Return the full listing word for word, but drop every picture from it.

■ ■ ■ ■

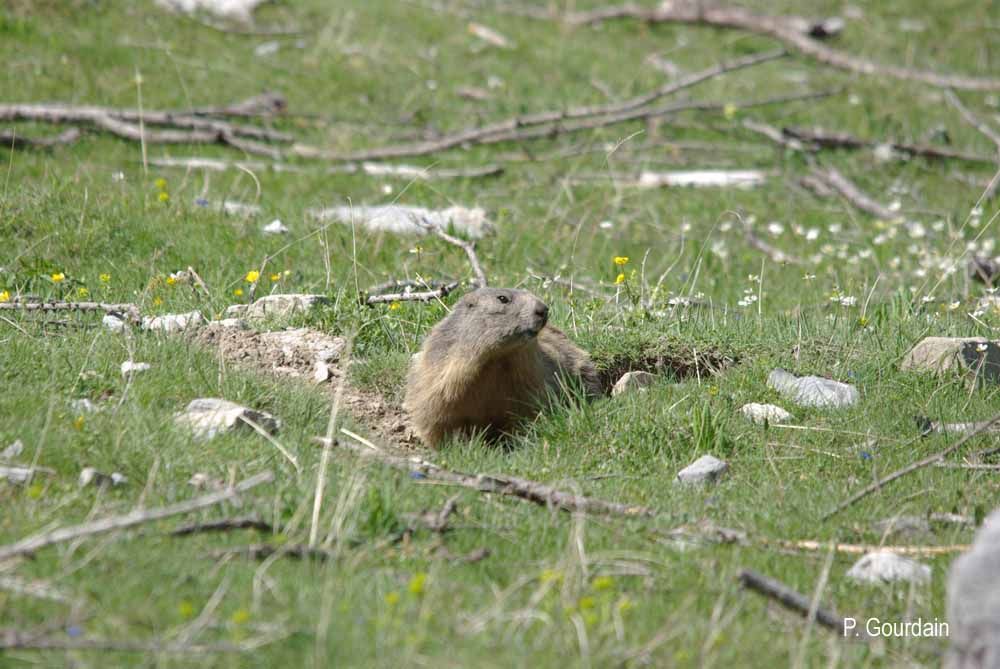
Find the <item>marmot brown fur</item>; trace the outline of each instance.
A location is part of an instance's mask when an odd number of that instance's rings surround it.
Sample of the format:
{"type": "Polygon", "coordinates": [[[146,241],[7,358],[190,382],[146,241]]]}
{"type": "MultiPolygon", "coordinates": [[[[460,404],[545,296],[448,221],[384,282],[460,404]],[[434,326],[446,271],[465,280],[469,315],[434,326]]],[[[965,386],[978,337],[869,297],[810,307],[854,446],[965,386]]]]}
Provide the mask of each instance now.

■ ■ ■ ■

* WORKED SOLUTION:
Find the <item>marmot brown fur</item>; trace the outline of each instance.
A location is part of an instance's mask when an odd number of that instance's rings surround it.
Sample of the format:
{"type": "Polygon", "coordinates": [[[146,241],[7,358],[190,382],[146,241]]]}
{"type": "MultiPolygon", "coordinates": [[[[460,404],[545,296],[448,221],[384,282],[460,404]],[[434,326],[446,271],[465,280],[469,315],[434,326]]],[[[965,386],[978,337],[869,297],[810,307],[854,446],[965,386]]]]}
Provide the mask of each instance now.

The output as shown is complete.